Lines of data:
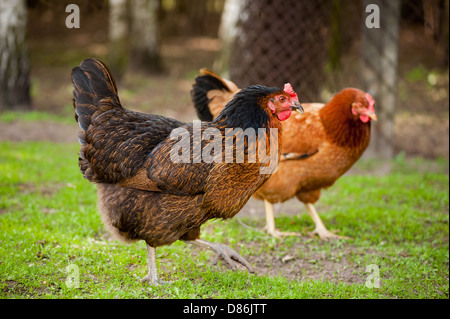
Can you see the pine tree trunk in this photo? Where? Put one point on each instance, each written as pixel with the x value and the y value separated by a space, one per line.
pixel 14 63
pixel 145 54
pixel 227 34
pixel 118 53
pixel 379 57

### What to work on
Reproduce the entire listing above verbatim, line for line, omitting the pictures.

### Written answer
Can you see the pine tree trunk in this photo? Where? Put one point on each instance, each written as pixel with the x value and the y value separated by a space, one per line.
pixel 14 63
pixel 145 54
pixel 227 34
pixel 118 53
pixel 379 57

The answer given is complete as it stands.